### Your goal
Reproduce the stretch from the line containing "Can you see the illustration" through the line containing "column 138, row 496", substituting "image" for every "photo" and keeping everything else the same. Omit the pictures.

### Given entries
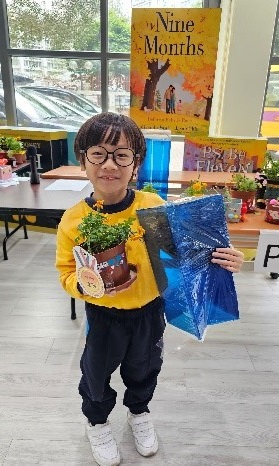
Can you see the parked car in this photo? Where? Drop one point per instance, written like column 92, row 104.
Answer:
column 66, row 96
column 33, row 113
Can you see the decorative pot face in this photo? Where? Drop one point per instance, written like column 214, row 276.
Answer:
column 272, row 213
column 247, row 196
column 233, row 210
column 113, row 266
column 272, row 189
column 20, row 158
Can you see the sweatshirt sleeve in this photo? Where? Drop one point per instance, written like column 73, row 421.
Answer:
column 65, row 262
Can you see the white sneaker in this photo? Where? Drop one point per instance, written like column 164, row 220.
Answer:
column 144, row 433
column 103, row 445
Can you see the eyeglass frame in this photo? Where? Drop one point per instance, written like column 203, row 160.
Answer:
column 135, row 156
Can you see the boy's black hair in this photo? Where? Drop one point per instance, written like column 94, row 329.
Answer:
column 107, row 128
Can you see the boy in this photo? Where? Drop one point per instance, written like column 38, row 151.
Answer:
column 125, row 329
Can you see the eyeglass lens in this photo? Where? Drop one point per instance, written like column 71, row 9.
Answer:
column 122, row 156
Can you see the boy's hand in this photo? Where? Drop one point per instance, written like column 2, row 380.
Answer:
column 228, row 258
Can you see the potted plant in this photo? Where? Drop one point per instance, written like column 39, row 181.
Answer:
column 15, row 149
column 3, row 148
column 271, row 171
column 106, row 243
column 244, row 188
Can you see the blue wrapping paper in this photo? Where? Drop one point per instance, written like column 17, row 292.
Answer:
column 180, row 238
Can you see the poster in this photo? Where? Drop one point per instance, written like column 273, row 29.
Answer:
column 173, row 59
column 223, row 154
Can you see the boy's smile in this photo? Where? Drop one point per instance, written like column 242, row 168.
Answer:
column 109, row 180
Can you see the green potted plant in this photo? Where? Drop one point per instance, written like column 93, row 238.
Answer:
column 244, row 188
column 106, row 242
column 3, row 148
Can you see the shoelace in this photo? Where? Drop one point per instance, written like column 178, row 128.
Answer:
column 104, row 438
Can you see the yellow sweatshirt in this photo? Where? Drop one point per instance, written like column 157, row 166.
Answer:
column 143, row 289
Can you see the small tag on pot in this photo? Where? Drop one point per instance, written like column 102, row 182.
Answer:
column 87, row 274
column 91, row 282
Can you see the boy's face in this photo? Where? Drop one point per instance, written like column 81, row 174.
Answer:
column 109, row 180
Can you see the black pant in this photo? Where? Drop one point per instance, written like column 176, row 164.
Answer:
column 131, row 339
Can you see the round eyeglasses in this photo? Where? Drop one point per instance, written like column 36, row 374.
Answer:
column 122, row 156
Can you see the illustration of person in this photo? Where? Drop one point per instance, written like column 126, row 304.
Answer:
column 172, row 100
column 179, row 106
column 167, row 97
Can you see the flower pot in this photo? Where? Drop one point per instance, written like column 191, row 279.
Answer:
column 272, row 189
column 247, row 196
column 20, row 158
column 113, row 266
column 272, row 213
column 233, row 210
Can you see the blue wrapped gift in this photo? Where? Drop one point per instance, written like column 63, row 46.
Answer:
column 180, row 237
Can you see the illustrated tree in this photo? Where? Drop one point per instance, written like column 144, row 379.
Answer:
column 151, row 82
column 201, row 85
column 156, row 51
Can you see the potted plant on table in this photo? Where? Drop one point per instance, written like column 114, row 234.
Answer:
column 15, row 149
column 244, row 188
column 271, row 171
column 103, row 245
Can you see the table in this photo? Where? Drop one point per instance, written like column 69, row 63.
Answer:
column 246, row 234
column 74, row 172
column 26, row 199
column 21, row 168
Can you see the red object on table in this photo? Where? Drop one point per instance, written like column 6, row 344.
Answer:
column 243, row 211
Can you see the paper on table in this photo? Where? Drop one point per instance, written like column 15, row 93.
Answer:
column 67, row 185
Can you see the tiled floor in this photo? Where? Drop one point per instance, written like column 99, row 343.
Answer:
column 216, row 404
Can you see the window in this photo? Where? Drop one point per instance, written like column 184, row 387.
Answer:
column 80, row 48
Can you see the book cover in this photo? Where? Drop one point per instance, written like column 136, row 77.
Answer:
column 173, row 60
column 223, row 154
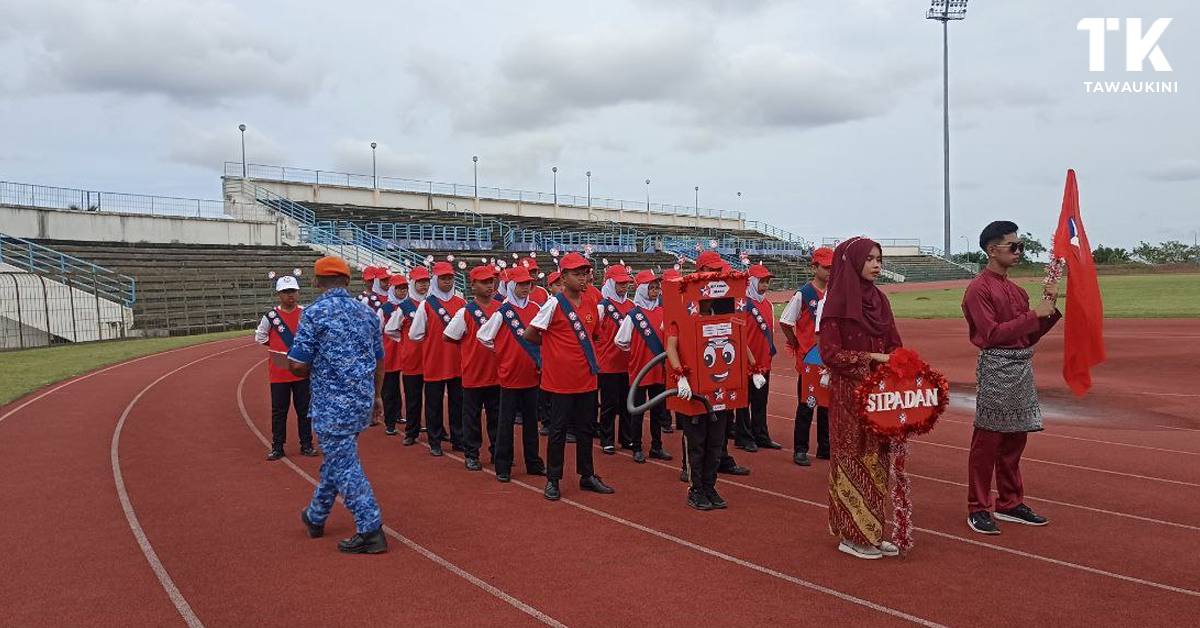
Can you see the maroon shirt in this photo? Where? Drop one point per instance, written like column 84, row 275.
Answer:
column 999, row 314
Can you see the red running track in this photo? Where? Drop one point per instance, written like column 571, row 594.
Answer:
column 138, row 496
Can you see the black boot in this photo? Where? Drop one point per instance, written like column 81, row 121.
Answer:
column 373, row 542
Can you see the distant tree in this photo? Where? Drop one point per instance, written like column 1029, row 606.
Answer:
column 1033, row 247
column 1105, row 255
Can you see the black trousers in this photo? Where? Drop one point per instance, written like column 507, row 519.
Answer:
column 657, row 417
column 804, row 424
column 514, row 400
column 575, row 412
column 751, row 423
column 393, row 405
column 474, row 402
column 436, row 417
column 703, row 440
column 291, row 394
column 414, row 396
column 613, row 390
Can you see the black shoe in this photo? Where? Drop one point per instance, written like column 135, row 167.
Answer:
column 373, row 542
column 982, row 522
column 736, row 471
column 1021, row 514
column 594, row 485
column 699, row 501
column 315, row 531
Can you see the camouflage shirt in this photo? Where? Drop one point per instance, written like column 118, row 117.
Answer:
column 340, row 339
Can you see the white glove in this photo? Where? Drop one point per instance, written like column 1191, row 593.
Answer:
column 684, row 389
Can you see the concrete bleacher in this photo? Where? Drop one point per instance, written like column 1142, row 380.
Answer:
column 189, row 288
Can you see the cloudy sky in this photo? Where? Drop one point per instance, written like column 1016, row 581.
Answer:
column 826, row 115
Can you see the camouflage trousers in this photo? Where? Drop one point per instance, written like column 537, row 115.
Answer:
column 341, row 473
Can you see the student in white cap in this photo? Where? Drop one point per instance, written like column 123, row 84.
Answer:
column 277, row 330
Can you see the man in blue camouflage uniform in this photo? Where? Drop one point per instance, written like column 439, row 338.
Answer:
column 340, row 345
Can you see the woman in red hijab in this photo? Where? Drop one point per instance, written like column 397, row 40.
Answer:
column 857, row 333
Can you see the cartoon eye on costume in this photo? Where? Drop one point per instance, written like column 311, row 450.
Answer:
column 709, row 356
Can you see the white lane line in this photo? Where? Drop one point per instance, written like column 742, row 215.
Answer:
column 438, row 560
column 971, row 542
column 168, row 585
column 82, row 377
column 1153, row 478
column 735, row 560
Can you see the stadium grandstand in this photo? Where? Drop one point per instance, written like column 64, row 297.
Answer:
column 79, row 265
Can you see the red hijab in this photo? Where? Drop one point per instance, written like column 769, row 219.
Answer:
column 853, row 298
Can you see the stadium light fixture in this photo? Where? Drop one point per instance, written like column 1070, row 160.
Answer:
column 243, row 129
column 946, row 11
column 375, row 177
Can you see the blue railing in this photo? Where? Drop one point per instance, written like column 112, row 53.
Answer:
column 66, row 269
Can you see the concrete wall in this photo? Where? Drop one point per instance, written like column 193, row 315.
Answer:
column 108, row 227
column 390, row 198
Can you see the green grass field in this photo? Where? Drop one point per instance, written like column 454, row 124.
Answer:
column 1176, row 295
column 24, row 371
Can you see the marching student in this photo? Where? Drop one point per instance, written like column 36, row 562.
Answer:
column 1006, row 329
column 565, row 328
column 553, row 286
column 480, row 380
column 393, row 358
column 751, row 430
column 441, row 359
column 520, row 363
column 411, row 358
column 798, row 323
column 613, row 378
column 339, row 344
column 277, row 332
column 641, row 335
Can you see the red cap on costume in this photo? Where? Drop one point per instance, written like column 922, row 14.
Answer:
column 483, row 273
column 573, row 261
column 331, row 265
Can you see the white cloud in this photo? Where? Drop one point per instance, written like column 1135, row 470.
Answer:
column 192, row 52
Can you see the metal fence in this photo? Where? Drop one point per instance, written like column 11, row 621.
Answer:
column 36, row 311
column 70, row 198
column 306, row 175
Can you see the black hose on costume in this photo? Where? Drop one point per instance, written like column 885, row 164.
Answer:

### Exercise response
Can you see the illustration of person in this image? Where? Drop one point per instance, written like column 126, row 304.
Answer:
column 172, row 100
column 179, row 106
column 167, row 97
Can you see the flower pot in this image? Where? Drop one point per instance, written like column 191, row 279.
Answer:
column 272, row 189
column 247, row 196
column 20, row 158
column 113, row 266
column 272, row 213
column 233, row 210
Can you see the blue wrapped gift in this image? Where? Drop one point per instance, written like column 63, row 46.
Answer:
column 180, row 237
Can you see the illustrated tree in this image? Where? Drop one point per instance, written like column 144, row 379.
Answer:
column 151, row 82
column 201, row 85
column 156, row 51
Can you see the potted plant on table in this image? Where? Drop one point per instance, written like column 114, row 234.
Answer:
column 15, row 149
column 244, row 188
column 271, row 171
column 103, row 245
Can you see the table in this image? Where? Drop one point per instance, written like column 69, row 63.
Answer:
column 246, row 234
column 74, row 172
column 26, row 199
column 21, row 168
Can you see the red object on table in this image? Where? Drop one point per instance, written like column 6, row 344.
Answer:
column 243, row 211
Can you see the paper on table in this image? Where? Drop one point per instance, written like column 15, row 93.
Answer:
column 67, row 185
Can you see the tiled floor in this image? Where? Drop one point per instance, written like column 99, row 343.
Answer:
column 216, row 404
Can you see the window in this image? Where? Drop one point per instance, written like column 184, row 387.
Answer:
column 80, row 48
Can you see the book cover in this image? Where? Drop one point per instance, written like column 136, row 77.
Answer:
column 173, row 60
column 223, row 154
Can you see the maroon shirt in this image? Where? Drop one point per instance, written like column 84, row 275.
Answer:
column 999, row 314
Can you see the red running track in this image? Where? Drop one point per instance, written like column 571, row 594.
Answer:
column 138, row 496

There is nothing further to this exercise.